**Task:** When the word "shadow" shows up in a line of the data below, copy that whole line.

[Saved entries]
====
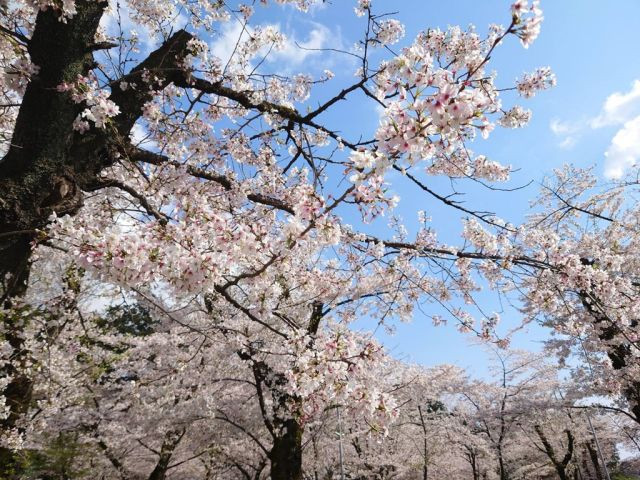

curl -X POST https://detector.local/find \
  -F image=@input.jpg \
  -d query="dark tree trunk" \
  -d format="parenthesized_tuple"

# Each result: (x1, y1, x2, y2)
(245, 353, 305, 480)
(269, 417, 304, 480)
(497, 445, 508, 480)
(465, 449, 480, 480)
(0, 7, 107, 454)
(0, 1, 194, 300)
(471, 457, 479, 480)
(0, 0, 107, 302)
(498, 458, 506, 480)
(417, 405, 429, 480)
(534, 425, 574, 480)
(147, 429, 186, 480)
(264, 303, 324, 480)
(578, 289, 640, 424)
(586, 441, 604, 480)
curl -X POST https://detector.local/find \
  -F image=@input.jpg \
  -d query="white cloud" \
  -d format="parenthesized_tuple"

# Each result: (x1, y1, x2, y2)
(270, 24, 330, 66)
(210, 19, 342, 73)
(130, 123, 157, 150)
(558, 136, 577, 150)
(549, 119, 571, 136)
(549, 118, 577, 136)
(210, 20, 250, 67)
(603, 116, 640, 179)
(549, 118, 581, 150)
(585, 80, 640, 178)
(591, 80, 640, 128)
(550, 80, 640, 167)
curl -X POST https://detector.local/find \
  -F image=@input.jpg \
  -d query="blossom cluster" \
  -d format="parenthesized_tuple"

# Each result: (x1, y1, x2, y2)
(354, 0, 371, 17)
(511, 0, 544, 48)
(57, 75, 121, 132)
(2, 58, 39, 95)
(516, 66, 556, 98)
(364, 9, 550, 193)
(374, 19, 405, 45)
(282, 326, 398, 432)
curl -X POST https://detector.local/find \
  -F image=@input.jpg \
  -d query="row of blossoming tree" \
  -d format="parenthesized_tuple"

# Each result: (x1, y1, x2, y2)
(1, 0, 640, 478)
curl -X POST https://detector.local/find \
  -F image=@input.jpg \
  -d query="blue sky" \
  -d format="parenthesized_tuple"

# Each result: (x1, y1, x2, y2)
(210, 0, 640, 377)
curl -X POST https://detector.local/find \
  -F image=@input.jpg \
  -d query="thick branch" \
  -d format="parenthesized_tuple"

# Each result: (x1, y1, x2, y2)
(127, 146, 295, 214)
(110, 30, 194, 134)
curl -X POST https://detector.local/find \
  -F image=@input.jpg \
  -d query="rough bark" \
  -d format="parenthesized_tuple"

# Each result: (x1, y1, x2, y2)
(147, 429, 186, 480)
(586, 441, 604, 480)
(579, 290, 640, 424)
(269, 417, 304, 480)
(534, 425, 574, 480)
(0, 3, 194, 301)
(0, 1, 104, 301)
(246, 304, 325, 480)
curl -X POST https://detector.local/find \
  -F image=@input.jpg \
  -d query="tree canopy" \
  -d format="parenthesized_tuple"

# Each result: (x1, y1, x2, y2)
(1, 0, 639, 478)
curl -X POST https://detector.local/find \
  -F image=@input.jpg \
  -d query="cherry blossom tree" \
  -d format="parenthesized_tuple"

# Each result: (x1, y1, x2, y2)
(454, 349, 621, 480)
(516, 166, 640, 426)
(310, 363, 469, 479)
(0, 0, 594, 477)
(301, 350, 626, 480)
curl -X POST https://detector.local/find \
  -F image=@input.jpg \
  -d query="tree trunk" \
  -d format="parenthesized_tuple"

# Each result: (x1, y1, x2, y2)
(0, 6, 106, 467)
(465, 449, 480, 480)
(0, 0, 108, 302)
(147, 429, 186, 480)
(497, 446, 508, 480)
(0, 0, 194, 467)
(586, 441, 603, 480)
(269, 417, 303, 480)
(534, 425, 574, 480)
(418, 405, 428, 480)
(579, 290, 640, 424)
(265, 303, 323, 480)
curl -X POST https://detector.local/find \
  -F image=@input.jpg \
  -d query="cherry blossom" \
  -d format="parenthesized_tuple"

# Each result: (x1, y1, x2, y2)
(8, 0, 634, 478)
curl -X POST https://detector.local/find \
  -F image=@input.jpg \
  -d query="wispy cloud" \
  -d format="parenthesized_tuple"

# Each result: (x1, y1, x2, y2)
(549, 79, 640, 178)
(210, 19, 344, 74)
(549, 118, 581, 150)
(271, 24, 331, 66)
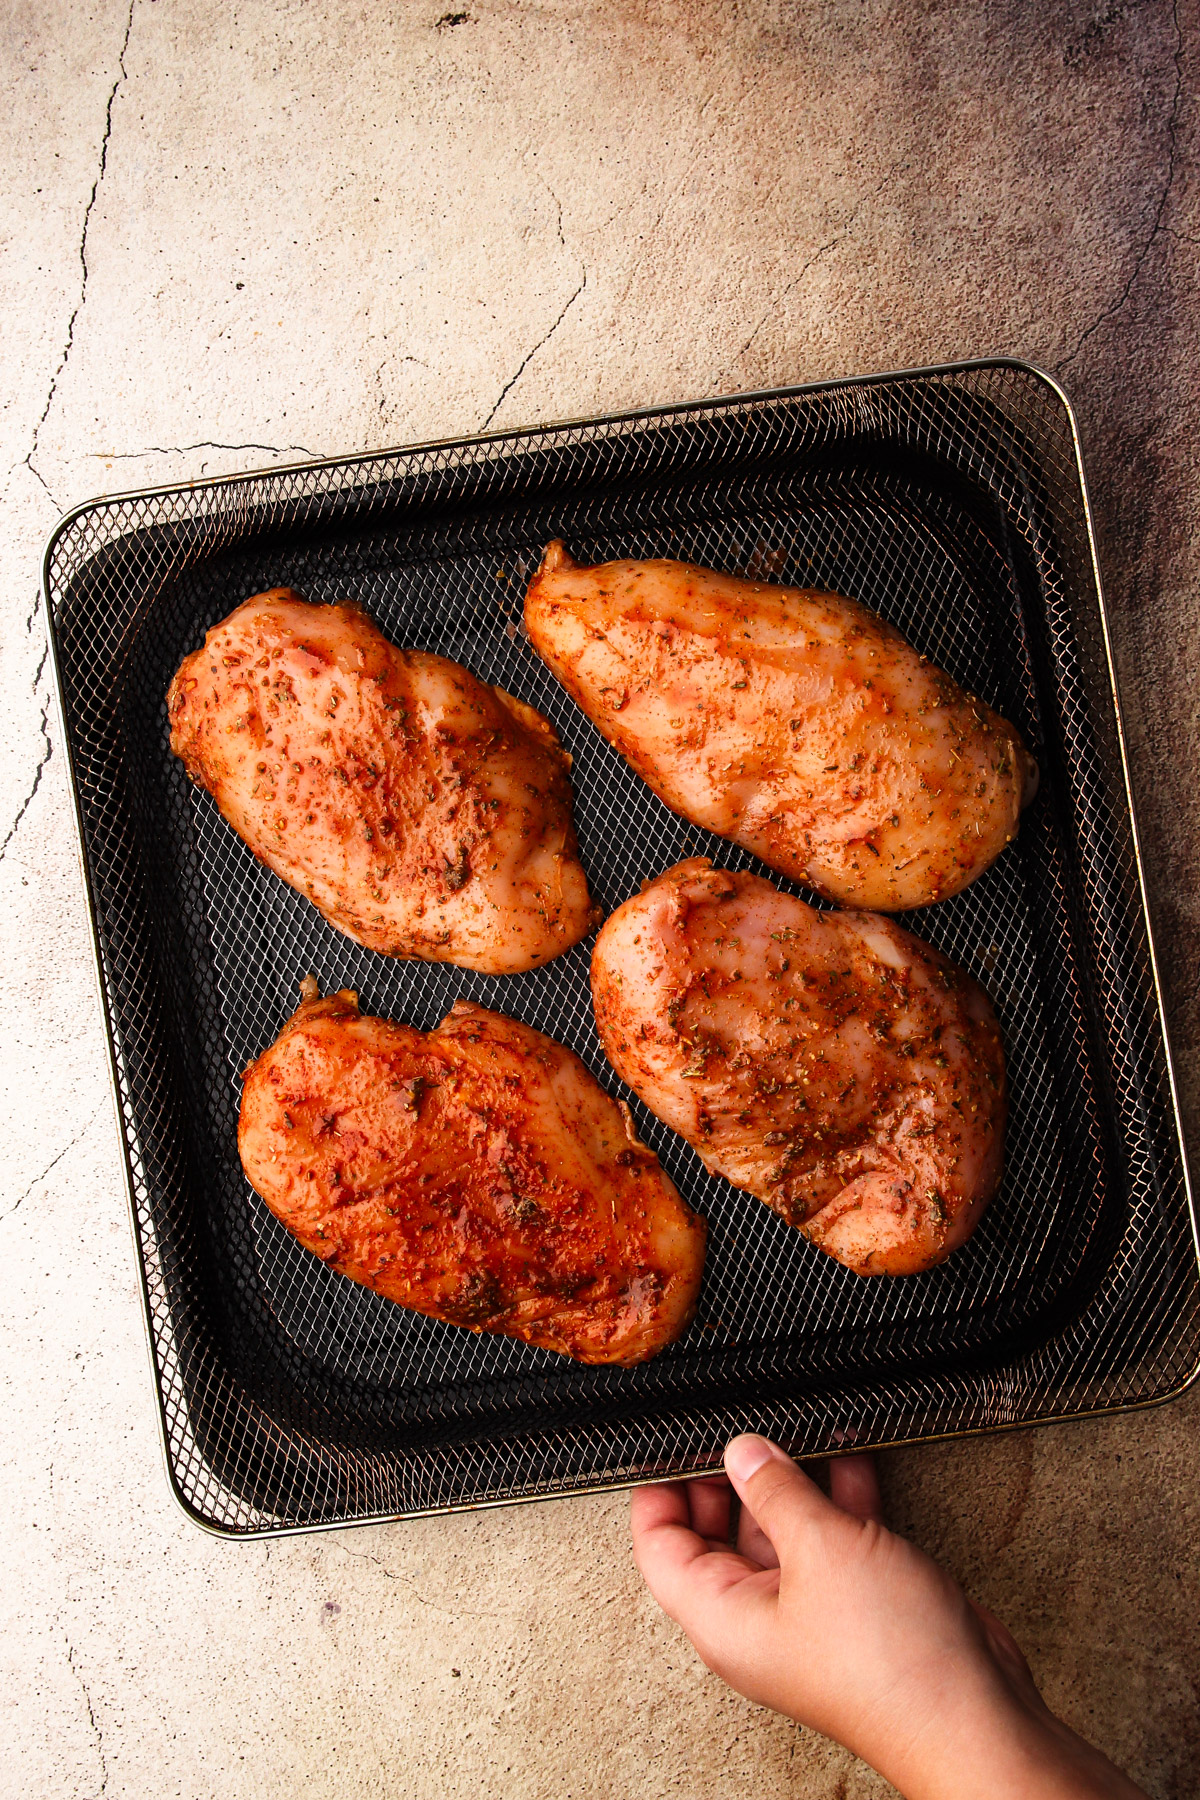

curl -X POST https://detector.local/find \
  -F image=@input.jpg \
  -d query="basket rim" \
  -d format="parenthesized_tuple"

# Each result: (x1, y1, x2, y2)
(43, 355, 1072, 551)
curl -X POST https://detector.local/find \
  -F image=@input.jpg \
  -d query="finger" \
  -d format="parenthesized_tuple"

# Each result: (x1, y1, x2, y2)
(828, 1453, 885, 1523)
(631, 1481, 768, 1626)
(631, 1482, 709, 1594)
(723, 1435, 834, 1559)
(735, 1498, 780, 1570)
(683, 1474, 733, 1544)
(631, 1479, 695, 1544)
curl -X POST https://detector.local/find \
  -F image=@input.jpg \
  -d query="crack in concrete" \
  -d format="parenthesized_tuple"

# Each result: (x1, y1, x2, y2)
(719, 166, 902, 382)
(65, 1638, 109, 1796)
(24, 458, 62, 510)
(530, 169, 567, 252)
(606, 143, 712, 317)
(24, 0, 135, 499)
(0, 675, 53, 871)
(374, 355, 430, 418)
(1, 592, 56, 877)
(2, 1105, 103, 1224)
(335, 1540, 506, 1619)
(482, 274, 586, 430)
(1060, 0, 1183, 371)
(98, 439, 318, 461)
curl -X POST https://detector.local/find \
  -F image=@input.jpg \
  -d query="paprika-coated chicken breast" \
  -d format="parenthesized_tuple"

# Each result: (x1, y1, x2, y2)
(169, 588, 596, 973)
(238, 979, 706, 1365)
(525, 542, 1037, 911)
(591, 860, 1005, 1275)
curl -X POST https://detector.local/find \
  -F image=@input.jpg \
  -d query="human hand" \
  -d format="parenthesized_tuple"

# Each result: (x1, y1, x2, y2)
(631, 1435, 1147, 1800)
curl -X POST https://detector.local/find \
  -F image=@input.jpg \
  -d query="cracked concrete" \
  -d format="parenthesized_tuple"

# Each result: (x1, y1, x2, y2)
(482, 272, 588, 428)
(1060, 0, 1185, 371)
(720, 163, 907, 384)
(1, 1106, 104, 1226)
(23, 0, 135, 507)
(2, 2, 1199, 1797)
(97, 439, 319, 461)
(0, 679, 52, 871)
(65, 1639, 110, 1799)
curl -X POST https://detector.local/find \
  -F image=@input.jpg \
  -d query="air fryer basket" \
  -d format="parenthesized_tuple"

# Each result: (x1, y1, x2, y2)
(47, 359, 1199, 1535)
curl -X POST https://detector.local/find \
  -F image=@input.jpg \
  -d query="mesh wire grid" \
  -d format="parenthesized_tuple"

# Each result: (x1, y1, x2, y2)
(46, 359, 1200, 1535)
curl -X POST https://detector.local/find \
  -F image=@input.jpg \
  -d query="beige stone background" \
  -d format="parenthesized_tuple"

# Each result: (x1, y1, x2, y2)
(2, 1, 1198, 1795)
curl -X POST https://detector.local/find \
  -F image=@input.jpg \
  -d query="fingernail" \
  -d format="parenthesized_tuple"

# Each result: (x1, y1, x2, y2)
(724, 1434, 777, 1483)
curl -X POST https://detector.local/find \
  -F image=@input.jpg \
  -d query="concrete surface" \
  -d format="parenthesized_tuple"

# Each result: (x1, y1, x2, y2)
(2, 1, 1198, 1795)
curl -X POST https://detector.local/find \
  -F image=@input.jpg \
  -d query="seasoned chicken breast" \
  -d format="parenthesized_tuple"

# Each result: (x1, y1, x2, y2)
(238, 979, 706, 1366)
(525, 543, 1037, 911)
(168, 588, 597, 973)
(591, 859, 1005, 1275)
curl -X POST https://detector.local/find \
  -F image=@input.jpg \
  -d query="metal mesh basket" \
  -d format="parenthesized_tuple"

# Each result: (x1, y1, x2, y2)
(46, 358, 1199, 1536)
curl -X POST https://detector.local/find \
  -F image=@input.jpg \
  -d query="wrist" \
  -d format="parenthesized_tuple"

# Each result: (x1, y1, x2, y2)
(860, 1685, 1143, 1800)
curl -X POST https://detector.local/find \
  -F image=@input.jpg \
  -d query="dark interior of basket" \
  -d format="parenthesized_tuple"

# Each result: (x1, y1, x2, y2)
(50, 365, 1199, 1531)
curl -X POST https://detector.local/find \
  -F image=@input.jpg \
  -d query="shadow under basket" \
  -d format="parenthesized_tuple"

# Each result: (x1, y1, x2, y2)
(47, 358, 1199, 1535)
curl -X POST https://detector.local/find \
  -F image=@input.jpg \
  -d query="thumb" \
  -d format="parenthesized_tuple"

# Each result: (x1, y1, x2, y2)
(724, 1435, 833, 1559)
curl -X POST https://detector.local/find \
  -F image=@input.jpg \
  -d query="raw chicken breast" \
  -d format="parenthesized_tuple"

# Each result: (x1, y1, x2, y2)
(525, 542, 1036, 910)
(168, 588, 596, 973)
(591, 859, 1005, 1275)
(238, 980, 707, 1366)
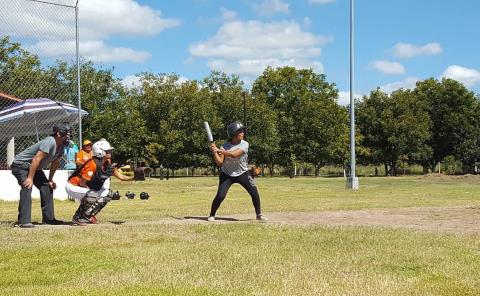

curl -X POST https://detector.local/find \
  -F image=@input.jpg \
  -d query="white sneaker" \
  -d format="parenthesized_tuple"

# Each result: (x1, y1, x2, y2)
(256, 214, 268, 221)
(207, 216, 215, 222)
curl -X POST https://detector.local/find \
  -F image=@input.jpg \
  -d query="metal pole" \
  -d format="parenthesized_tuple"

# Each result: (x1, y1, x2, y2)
(76, 4, 82, 146)
(243, 92, 247, 139)
(28, 0, 76, 8)
(346, 0, 359, 189)
(243, 92, 247, 126)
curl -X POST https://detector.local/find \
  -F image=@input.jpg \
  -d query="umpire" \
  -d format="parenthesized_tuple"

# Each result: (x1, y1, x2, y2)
(10, 123, 71, 228)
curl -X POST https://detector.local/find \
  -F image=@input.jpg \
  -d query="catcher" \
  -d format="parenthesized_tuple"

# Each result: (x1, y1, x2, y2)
(65, 139, 135, 225)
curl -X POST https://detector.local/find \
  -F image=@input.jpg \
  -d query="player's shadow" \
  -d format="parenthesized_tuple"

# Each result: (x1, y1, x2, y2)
(177, 216, 248, 222)
(2, 220, 127, 227)
(0, 220, 15, 227)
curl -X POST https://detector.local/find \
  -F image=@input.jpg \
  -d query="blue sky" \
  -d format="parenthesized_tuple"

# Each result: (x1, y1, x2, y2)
(1, 0, 479, 104)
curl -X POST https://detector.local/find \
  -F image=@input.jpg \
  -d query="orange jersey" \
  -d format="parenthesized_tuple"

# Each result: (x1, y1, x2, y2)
(69, 160, 97, 186)
(76, 150, 93, 166)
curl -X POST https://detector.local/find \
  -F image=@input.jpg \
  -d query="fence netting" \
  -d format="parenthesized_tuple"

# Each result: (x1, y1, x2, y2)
(0, 0, 80, 169)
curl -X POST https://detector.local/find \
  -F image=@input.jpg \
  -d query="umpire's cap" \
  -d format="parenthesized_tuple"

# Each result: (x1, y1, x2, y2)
(51, 123, 71, 136)
(227, 121, 246, 138)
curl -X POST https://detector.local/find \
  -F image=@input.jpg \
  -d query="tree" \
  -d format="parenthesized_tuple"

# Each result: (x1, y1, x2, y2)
(243, 93, 280, 175)
(383, 89, 431, 175)
(357, 88, 431, 175)
(414, 78, 479, 172)
(252, 66, 344, 177)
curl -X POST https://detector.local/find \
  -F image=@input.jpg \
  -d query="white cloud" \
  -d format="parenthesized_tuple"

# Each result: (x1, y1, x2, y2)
(379, 77, 419, 93)
(28, 40, 151, 63)
(121, 75, 142, 88)
(372, 60, 406, 75)
(442, 65, 480, 86)
(220, 7, 238, 21)
(303, 17, 312, 29)
(208, 58, 324, 77)
(79, 0, 180, 40)
(338, 91, 362, 106)
(0, 0, 179, 63)
(393, 42, 442, 58)
(253, 0, 290, 17)
(0, 0, 180, 40)
(189, 20, 331, 78)
(121, 74, 189, 88)
(308, 0, 336, 4)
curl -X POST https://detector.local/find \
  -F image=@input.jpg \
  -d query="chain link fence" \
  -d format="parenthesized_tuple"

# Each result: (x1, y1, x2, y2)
(0, 0, 81, 170)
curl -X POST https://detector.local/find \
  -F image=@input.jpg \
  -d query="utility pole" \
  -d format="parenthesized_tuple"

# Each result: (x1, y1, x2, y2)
(346, 0, 359, 189)
(75, 0, 82, 146)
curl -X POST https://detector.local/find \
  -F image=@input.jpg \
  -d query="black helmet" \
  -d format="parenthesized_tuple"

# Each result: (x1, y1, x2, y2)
(140, 192, 150, 200)
(227, 121, 246, 138)
(111, 191, 120, 200)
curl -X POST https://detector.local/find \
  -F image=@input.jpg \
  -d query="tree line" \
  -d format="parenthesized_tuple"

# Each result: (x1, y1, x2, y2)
(1, 36, 479, 176)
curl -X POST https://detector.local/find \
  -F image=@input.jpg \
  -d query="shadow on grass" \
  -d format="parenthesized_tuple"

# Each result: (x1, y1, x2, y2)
====
**Response:**
  -d query="shadow under basket" \
  -d query="player's shadow" \
  -d query="shadow on grass" \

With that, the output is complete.